-- START Listing --

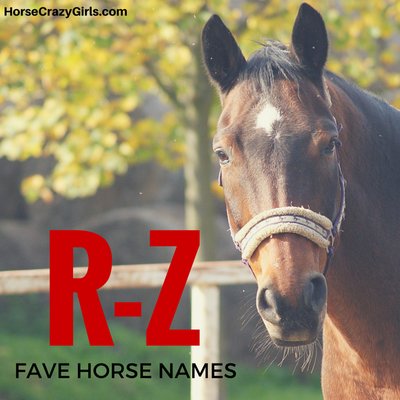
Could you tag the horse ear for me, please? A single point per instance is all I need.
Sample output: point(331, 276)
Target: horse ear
point(310, 40)
point(222, 56)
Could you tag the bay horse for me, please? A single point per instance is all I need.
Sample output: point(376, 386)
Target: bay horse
point(286, 122)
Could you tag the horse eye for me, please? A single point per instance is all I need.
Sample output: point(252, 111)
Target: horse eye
point(333, 144)
point(222, 156)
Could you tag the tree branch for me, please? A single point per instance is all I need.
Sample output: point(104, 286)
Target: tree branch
point(167, 89)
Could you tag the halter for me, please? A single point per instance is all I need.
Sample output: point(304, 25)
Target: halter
point(297, 220)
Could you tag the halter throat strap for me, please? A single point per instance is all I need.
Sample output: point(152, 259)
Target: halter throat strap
point(297, 220)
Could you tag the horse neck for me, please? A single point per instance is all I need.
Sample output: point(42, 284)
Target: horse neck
point(365, 277)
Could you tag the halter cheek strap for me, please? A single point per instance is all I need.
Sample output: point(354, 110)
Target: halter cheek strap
point(297, 220)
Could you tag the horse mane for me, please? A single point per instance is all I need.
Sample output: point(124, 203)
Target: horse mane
point(273, 61)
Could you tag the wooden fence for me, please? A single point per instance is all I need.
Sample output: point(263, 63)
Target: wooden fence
point(204, 279)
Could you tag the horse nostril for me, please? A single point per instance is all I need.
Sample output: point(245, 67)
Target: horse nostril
point(315, 293)
point(267, 305)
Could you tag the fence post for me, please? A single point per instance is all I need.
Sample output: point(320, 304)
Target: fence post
point(205, 316)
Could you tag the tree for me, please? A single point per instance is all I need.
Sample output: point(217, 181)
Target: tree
point(70, 88)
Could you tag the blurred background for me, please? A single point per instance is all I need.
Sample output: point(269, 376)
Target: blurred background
point(105, 125)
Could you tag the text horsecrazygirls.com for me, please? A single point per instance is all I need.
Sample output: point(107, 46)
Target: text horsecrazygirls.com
point(121, 371)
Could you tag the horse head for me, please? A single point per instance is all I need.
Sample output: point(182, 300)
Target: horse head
point(277, 146)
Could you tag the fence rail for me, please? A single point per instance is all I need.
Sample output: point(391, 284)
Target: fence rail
point(204, 279)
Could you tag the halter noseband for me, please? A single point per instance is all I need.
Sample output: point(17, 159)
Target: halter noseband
point(298, 220)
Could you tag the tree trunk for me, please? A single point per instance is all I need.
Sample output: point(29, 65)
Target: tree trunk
point(199, 207)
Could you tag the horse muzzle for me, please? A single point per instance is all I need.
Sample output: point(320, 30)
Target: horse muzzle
point(294, 325)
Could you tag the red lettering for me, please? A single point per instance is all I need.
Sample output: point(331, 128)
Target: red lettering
point(63, 285)
point(159, 332)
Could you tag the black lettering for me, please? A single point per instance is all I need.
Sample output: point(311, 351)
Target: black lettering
point(230, 370)
point(63, 371)
point(98, 373)
point(19, 369)
point(8, 11)
point(169, 372)
point(131, 367)
point(216, 370)
point(196, 371)
point(182, 370)
point(87, 371)
point(145, 370)
point(34, 371)
point(117, 369)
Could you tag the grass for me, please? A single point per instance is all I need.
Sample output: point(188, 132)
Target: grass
point(274, 383)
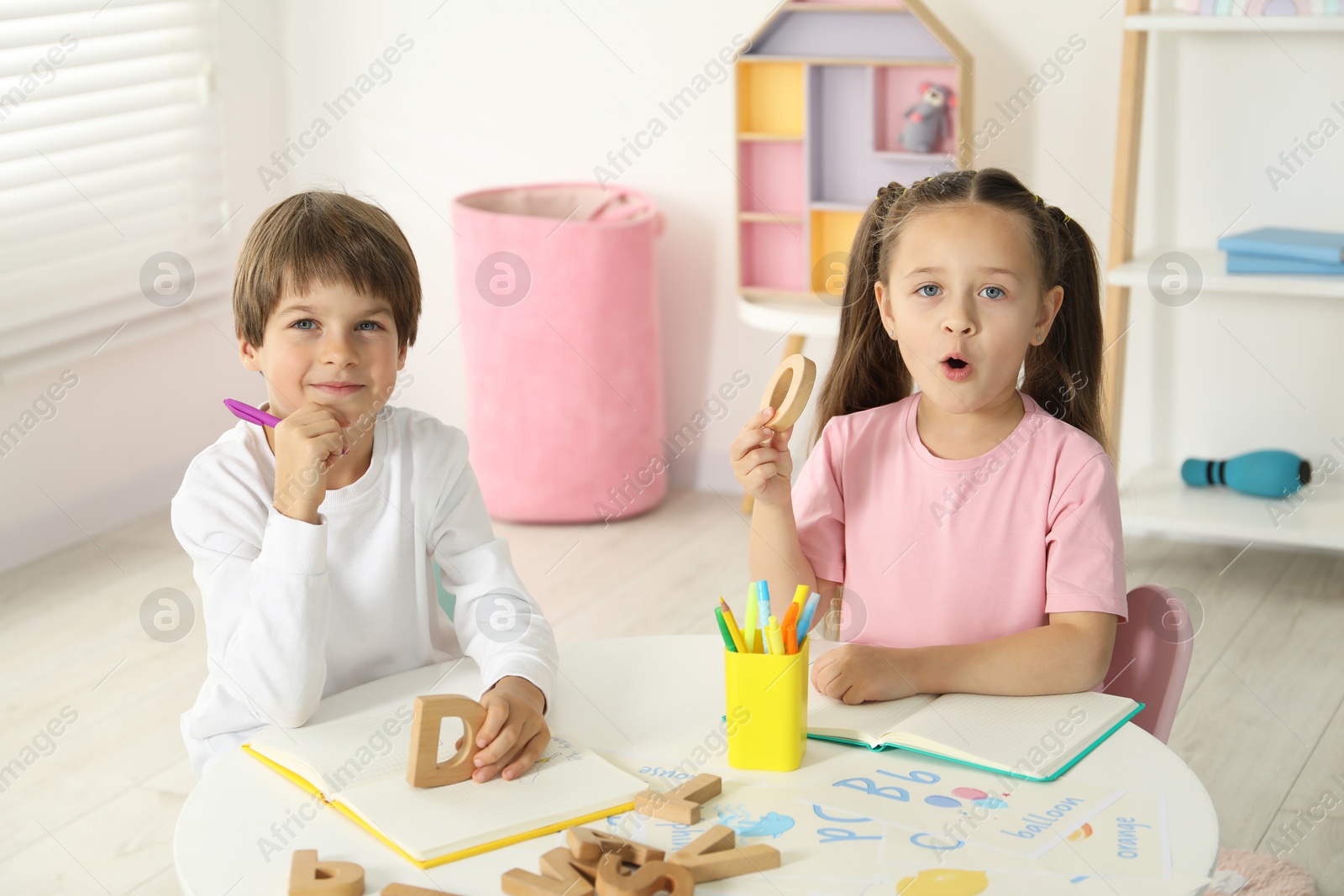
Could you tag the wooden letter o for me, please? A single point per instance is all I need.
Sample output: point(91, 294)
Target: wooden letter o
point(790, 390)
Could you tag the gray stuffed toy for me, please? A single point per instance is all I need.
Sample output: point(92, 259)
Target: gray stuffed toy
point(927, 121)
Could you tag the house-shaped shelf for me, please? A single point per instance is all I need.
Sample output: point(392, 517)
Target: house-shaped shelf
point(823, 94)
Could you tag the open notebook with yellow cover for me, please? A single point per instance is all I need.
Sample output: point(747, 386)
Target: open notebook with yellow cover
point(358, 765)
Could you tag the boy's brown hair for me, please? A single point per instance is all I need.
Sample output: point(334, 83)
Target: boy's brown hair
point(324, 237)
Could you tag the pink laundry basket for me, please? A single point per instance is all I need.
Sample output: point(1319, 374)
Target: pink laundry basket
point(555, 291)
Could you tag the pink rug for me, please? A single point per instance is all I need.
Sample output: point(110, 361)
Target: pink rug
point(1242, 872)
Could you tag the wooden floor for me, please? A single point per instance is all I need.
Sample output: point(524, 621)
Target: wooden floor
point(1261, 720)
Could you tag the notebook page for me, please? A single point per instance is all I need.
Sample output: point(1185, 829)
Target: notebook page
point(566, 782)
point(1021, 734)
point(864, 721)
point(338, 750)
point(336, 754)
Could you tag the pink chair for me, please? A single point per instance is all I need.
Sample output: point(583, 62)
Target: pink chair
point(1152, 658)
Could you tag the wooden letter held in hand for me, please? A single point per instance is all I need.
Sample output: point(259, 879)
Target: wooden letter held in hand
point(712, 856)
point(682, 804)
point(647, 880)
point(423, 768)
point(311, 878)
point(788, 392)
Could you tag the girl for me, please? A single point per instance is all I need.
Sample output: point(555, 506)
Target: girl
point(974, 524)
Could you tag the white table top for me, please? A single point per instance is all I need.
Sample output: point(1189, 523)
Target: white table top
point(655, 696)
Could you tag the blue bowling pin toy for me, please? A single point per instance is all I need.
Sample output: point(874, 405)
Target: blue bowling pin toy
point(1268, 474)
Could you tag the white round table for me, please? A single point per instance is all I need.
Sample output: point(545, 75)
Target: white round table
point(651, 694)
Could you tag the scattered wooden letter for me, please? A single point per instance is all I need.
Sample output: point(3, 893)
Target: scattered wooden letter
point(712, 856)
point(311, 878)
point(562, 875)
point(423, 768)
point(591, 846)
point(648, 879)
point(407, 889)
point(682, 804)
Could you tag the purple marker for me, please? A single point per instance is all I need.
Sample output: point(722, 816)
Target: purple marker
point(255, 416)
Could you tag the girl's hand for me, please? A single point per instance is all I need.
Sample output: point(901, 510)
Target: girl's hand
point(761, 459)
point(859, 672)
point(515, 732)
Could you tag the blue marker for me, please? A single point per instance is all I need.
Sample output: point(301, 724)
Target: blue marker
point(764, 591)
point(806, 617)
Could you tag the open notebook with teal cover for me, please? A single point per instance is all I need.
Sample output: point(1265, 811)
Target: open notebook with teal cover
point(1035, 738)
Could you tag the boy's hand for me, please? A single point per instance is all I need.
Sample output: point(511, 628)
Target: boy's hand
point(515, 732)
point(761, 459)
point(859, 672)
point(307, 443)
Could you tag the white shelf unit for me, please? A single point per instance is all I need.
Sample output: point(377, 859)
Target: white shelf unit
point(1153, 499)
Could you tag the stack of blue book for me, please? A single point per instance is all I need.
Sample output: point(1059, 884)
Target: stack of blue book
point(1283, 250)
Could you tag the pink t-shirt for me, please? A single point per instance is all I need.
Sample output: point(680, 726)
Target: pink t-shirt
point(933, 551)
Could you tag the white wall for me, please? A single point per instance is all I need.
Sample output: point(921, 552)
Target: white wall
point(541, 92)
point(121, 439)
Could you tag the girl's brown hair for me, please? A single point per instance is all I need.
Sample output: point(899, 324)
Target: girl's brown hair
point(1062, 375)
point(324, 237)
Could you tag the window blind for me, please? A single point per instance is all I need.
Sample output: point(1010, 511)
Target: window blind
point(111, 175)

-- END Listing --

The problem. Copy the whole listing above word for word, leaving out the pictures.

Result of the exercise.
Could you tag the horse ear for me, please? A single point per instance is all I need.
Sample output: point(331, 276)
Target: horse ear
point(310, 40)
point(222, 56)
Could you tag the bay horse for me, please? A single point per instance is all I need.
Sample output: point(376, 386)
Target: bay horse
point(286, 122)
Could you tag the horse eye for me, please? A single point per instance is all I need.
Sample output: point(252, 111)
Target: horse eye
point(333, 144)
point(222, 156)
Could you tag the tree branch for me, please? A single point per instance is all I need.
Sample output: point(104, 286)
Target: tree branch
point(167, 89)
Could you tag the halter for me, please? A single point per instance is all I need.
Sample output: point(304, 25)
Target: halter
point(297, 220)
Could you tag the halter throat strap for me, please? A single point per instance is all I need.
Sample output: point(152, 259)
Target: halter throat strap
point(297, 220)
Could you tag the horse neck for me, please? A single point per instance is all I need.
Sample output: point(42, 284)
Target: horse neck
point(365, 277)
Could you tag the halter cheek strap for me, please? A single point per instance is all I need.
Sample output: point(354, 110)
Target: halter cheek strap
point(297, 220)
Could you tag the horse mane for me, please? A single point per instance is all I need.
Sample output: point(124, 203)
Target: horse mane
point(273, 61)
Could you tag the wooden fence for me, please? A single point per instance is all I need.
Sample output: point(263, 63)
Target: wooden fence
point(204, 279)
Could you tag the horse nostril for me, please? A single point per instance is all I need.
Sample output: point(245, 67)
Target: horse nostril
point(315, 293)
point(267, 305)
Could you tag the fence post for me, please? A single point per instance is all I need.
Sample output: point(320, 304)
Target: fence post
point(205, 316)
Could you tag the tree for me, please? A single point per instance is all I need.
Sample output: point(217, 181)
Target: tree
point(70, 88)
Could you tag the blurred background for me, please? A single point per instance is all I need.
Sample output: point(269, 376)
Target: blurred background
point(105, 125)
Could you tag the text horsecrazygirls.com for me, please? A single point per instance is all I need.
Sample output: point(107, 46)
Target: text horsecrazygirls.com
point(121, 371)
Could you tag the horse head for me, please? A single point per instance is all I need.
Sample output: point(182, 300)
Target: horse head
point(277, 146)
Could you tag the fence rail for me, please? A single point per instance is all I need.
Sample output: point(391, 284)
Target: fence rail
point(204, 279)
Could you tag the halter noseband for me, please? A single point per instance is all I need.
Sample output: point(17, 159)
Target: halter noseband
point(298, 220)
Could you tag the tree trunk for me, please? A single point per instance is all I need.
Sample output: point(29, 65)
Target: tree trunk
point(199, 207)
Could you tag the horse muzzle for me, please? A single point per instance is all I need.
Sample output: point(320, 30)
Target: horse muzzle
point(294, 325)
Could you tag the red lettering for me, please? A single point per instance is all I need.
Sample output: point(331, 128)
Target: red lettering
point(63, 285)
point(159, 332)
Could you tag the black lettering for me, please? A single point per instance is all I need.
Sample output: point(311, 351)
Target: black lettering
point(230, 370)
point(63, 371)
point(98, 373)
point(19, 369)
point(8, 11)
point(169, 372)
point(131, 367)
point(216, 370)
point(196, 371)
point(182, 370)
point(87, 371)
point(145, 370)
point(34, 371)
point(117, 369)
Could you tag the grass for me, please? A single point per instance is all I need.
Sample output: point(188, 132)
Target: grass
point(274, 383)
Could you tag the wooden letter o for me, please? A single point per instance is all I need.
Sample output: point(91, 294)
Target: wooden letter o
point(790, 390)
Could you tag the gray stuffed toy for me, please? A single point per instance is all I need.
Sample output: point(92, 259)
Target: gray stuffed toy
point(927, 121)
Could you tag the house-shaped shelf for me, please? A single point per instance is all I need.
Sample output: point(392, 517)
Target: house-shaped shelf
point(823, 94)
Could you tag the open notebook with yellow cover for me, please? A single point per instance is all I need.
Sample output: point(747, 386)
Target: open notebook with yellow cover
point(358, 765)
Could you tag the boy's brown hair for me, please? A single point per instance is all I need.
Sample output: point(334, 83)
Target: boy's brown hair
point(324, 237)
Could you tag the pink laundry basket for me, please? A single point per instance is all I need.
Sample output: point(1319, 374)
Target: pink laundry basket
point(555, 291)
Could you tag the pink rug for me, please? A single point per instance is all I need.
Sample output: point(110, 361)
Target: pink rug
point(1242, 872)
Could you tag the wooden floor for me, please? A single point per instance is all I need.
Sample output: point(524, 621)
Target: wooden floor
point(1261, 720)
Could you tag the notebook page for me, please? A single point per instance is all I need.
Sample output: point(1185, 829)
Target: notebook page
point(566, 782)
point(1021, 734)
point(864, 721)
point(338, 750)
point(336, 754)
Could you tag the pink chair for me, please? A single point per instance is all I need.
Sample output: point(583, 62)
Target: pink chair
point(1152, 658)
Could you tag the wooden letter held in hand for me, please? A single point per instance is all I need.
Sample output: point(259, 879)
Target: wooden letter held in hand
point(712, 856)
point(682, 804)
point(647, 880)
point(423, 768)
point(311, 878)
point(788, 392)
Could you tag the girl for me, please? A single point per instance is all I need.
Sample output: point(555, 506)
Target: girl
point(974, 524)
Could you tag the white table top for me, please? A single point per instance is all I need.
Sample output: point(1189, 523)
Target: white table top
point(655, 696)
Could you tag the blue bowling pin toy for me, please? A single point per instance is all I need.
Sample output: point(874, 405)
Target: blue bowling pin toy
point(1268, 474)
Could you tag the white round table for me, please? A single point per instance is all I need.
Sample output: point(545, 75)
Target: white round table
point(651, 694)
Could you tag the scattered wooden letter for me, please? A single point per instance is all I need.
Sample output: point(3, 893)
Target: scattered wooden letter
point(712, 856)
point(311, 878)
point(562, 875)
point(423, 768)
point(591, 846)
point(648, 879)
point(407, 889)
point(682, 804)
Could you tag the purple marker for me, please? A single point per instance is all I need.
Sample output: point(722, 816)
Target: purple marker
point(255, 416)
Could you tag the girl's hand for me, please? A single point per instance is all I need.
Sample output: point(901, 510)
Target: girl's hand
point(761, 459)
point(859, 672)
point(515, 732)
Could you tag the blue marker for me, please? A single point per instance is all I need.
Sample output: point(301, 724)
Target: blue marker
point(764, 591)
point(806, 617)
Could you tag the open notebook with teal cover for me, please? A single point per instance is all I need.
Sample output: point(1265, 811)
Target: open notebook with teal cover
point(1035, 738)
Could you tag the boy's hand for me, please? A single point per instance is all I need.
Sample output: point(511, 628)
Target: boy's hand
point(515, 732)
point(761, 459)
point(859, 672)
point(307, 443)
Could you tag the white shelf unit for me, please? A single point per instance is all I need.
Sample output: point(377, 859)
Target: white shelf unit
point(1153, 499)
Could you tag the stack of blue book for me, please? A single point per instance is all I need.
Sample output: point(1059, 884)
Target: stack of blue book
point(1283, 250)
Could you tag the pink t-shirt for me, please? A single point per instance is all I need.
Sample output: point(680, 726)
Target: pink t-shirt
point(933, 551)
Could you tag the white wall for me, please? A single point per instance is all I need.
Sample output: point(921, 552)
Target: white wall
point(541, 92)
point(121, 439)
Could you tag the girl's brown hair for me, please? A single point per instance is all I need.
Sample output: point(899, 324)
Target: girl's brown hair
point(1062, 375)
point(324, 237)
Could you tag the window blind for me, please? A single point per instance is all I need.
Sample output: point(1010, 511)
Target: window blind
point(111, 175)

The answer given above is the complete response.